The Spark

the Voice of
The Communist League of Revolutionary Workers–Internationalist

“The emancipation of the working class will only be achieved by the working class itself.”
— Karl Marx

The U.S. Healthcare System Is Killing Mothers

Aug 6, 2018

A woman giving birth in the United States is three times more likely to die than a woman in Britain or Canada. In fact, the maternal death rate in the U.S. is the highest of any developed country, and higher than in many poor countries. And it has been increasing.

Every year in this richest country in the world, 700 to 900 women die from pregnancy or childbirth related causes. According to the Centers for Disease Control, nearly 60 percent of these deaths are preventable. And for every woman who dies, 70 nearly die. That adds up to over 50,000 women a year who can lose their uterus, get long-term kidney problems, have heart attacks, or have brain damage from all the blood they’ve lost.

Part of the problem is the disjointed and disorganized medical system in the U.S. This means that standardized best practices are followed in some places, but not in others. For instance, Britain standardized its approach to treating pre-eclampsia, a type of high blood pressure that occurs only during pregnancy or right after childbirth. As a result, pre-eclampsia deaths declined so much that only two women died of this between 2012 and 2014. Meanwhile, in the U.S., pre-eclampsia kills 50 to 70 women a year.

Another part of the problem is that over the last decade and half, there has been a big focus on improving the health of babies and fetuses, but not mothers. Women are routinely discharged from birth with information on how to breast-feed and what to do if their newborn is sick, but not how to take care of their own health.

And of course, poverty, the lack of affordable health care before, during, and after pregnancy, and the pressure on many women to return to work right away don’t help.

There is an easy answer to this crisis of women’s health: organize the medical system, on the scale of the country, to make sure each person gets the care they need. Standardize the best practices and make them available to everyone. Make sure all women have access to enough time off during and after pregnancy to take care of themselves and their children.

But in this system, in a thousand ways, the profits of bosses, hospitals, medical equipment and drug makers, and insurance companies come before the lives of women. The consequences are deadly.

### To do
A – Do these statements agree with the article on maternal deaths? Answer yes or no for each, and quote the words from the article that decide it.
(i) The U.S. has the highest maternal death rate of any developed country.
(ii) According to the Centers for Disease Control, about 40 percent of U.S. maternal deaths are preventable.
(iii) In the U.S., pre-eclampsia kills 50 to 70 women a year.
B – How would you say this sentence from the article on maternal deaths in Spanish? "Part of the problem is the disjointed and disorganized medical system in the U.S."
The records below have no connection to the article on maternal deaths.

### Source material

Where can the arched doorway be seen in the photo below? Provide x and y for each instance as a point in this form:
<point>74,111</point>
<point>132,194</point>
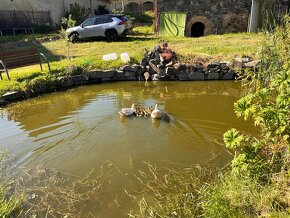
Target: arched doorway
<point>197,29</point>
<point>148,6</point>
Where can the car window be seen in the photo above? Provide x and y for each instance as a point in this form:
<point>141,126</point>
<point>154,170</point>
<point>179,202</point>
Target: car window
<point>124,18</point>
<point>101,20</point>
<point>88,22</point>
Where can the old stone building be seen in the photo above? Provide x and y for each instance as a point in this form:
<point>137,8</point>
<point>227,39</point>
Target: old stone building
<point>132,6</point>
<point>206,17</point>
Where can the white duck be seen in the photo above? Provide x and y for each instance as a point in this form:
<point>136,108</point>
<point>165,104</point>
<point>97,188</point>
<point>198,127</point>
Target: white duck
<point>128,111</point>
<point>156,114</point>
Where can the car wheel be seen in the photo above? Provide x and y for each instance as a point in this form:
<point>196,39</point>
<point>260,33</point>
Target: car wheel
<point>74,37</point>
<point>112,36</point>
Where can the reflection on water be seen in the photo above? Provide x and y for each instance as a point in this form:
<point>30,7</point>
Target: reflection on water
<point>81,129</point>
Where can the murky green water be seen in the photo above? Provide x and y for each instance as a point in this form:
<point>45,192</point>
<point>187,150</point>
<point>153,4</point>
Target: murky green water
<point>79,130</point>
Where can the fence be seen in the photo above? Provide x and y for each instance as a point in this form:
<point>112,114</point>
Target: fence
<point>22,20</point>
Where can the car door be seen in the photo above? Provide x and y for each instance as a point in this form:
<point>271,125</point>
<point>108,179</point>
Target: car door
<point>86,30</point>
<point>101,25</point>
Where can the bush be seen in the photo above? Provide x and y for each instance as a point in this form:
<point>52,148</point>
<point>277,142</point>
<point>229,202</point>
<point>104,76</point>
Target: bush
<point>78,13</point>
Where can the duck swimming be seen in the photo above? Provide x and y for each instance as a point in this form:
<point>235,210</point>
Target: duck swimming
<point>128,111</point>
<point>156,114</point>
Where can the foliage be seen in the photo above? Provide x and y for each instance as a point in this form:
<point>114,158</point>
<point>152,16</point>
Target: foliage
<point>68,22</point>
<point>267,104</point>
<point>146,17</point>
<point>78,13</point>
<point>9,202</point>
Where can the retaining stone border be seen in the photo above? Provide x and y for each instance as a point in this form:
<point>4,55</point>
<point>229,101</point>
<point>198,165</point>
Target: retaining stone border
<point>181,72</point>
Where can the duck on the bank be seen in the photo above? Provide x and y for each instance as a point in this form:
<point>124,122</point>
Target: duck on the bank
<point>127,111</point>
<point>156,114</point>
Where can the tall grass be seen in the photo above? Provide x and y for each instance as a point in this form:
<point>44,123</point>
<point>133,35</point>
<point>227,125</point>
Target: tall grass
<point>257,182</point>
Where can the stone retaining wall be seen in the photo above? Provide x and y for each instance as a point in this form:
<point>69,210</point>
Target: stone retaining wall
<point>178,72</point>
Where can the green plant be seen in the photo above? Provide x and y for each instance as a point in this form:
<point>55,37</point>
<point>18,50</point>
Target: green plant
<point>267,104</point>
<point>78,13</point>
<point>9,203</point>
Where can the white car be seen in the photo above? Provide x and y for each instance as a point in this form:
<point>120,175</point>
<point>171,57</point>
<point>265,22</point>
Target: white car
<point>110,26</point>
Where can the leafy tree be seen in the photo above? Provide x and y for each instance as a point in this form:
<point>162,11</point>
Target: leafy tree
<point>267,103</point>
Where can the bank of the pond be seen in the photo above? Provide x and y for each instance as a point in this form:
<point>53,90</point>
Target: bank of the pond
<point>178,72</point>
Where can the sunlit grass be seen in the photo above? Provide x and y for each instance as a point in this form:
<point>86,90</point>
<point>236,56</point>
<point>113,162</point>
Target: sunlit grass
<point>88,55</point>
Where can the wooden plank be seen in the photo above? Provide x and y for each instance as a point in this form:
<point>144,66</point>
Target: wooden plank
<point>15,59</point>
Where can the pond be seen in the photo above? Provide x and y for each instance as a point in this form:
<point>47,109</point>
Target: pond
<point>80,130</point>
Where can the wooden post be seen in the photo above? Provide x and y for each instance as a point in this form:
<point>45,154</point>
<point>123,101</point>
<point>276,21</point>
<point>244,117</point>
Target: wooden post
<point>255,16</point>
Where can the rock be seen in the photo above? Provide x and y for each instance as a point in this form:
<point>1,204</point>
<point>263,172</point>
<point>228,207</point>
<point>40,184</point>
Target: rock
<point>79,79</point>
<point>109,73</point>
<point>129,68</point>
<point>65,82</point>
<point>213,69</point>
<point>182,75</point>
<point>237,63</point>
<point>105,79</point>
<point>171,71</point>
<point>179,66</point>
<point>172,77</point>
<point>119,76</point>
<point>3,102</point>
<point>196,76</point>
<point>225,65</point>
<point>252,64</point>
<point>137,66</point>
<point>130,73</point>
<point>214,65</point>
<point>155,77</point>
<point>246,59</point>
<point>12,96</point>
<point>98,74</point>
<point>166,78</point>
<point>131,78</point>
<point>228,76</point>
<point>213,76</point>
<point>196,68</point>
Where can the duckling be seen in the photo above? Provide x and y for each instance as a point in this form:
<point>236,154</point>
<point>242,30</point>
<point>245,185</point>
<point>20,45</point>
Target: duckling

### Task results
A –
(i) Yes: "the maternal death rate in the U.S. is the highest of any developed country"
(ii) No: "nearly 60 percent of these deaths are preventable"
(iii) Yes: "in the U.S., pre-eclampsia kills 50 to 70 women a year"

B – Parte del problema es el sistema médico desarticulado y desorganizado de EE. UU.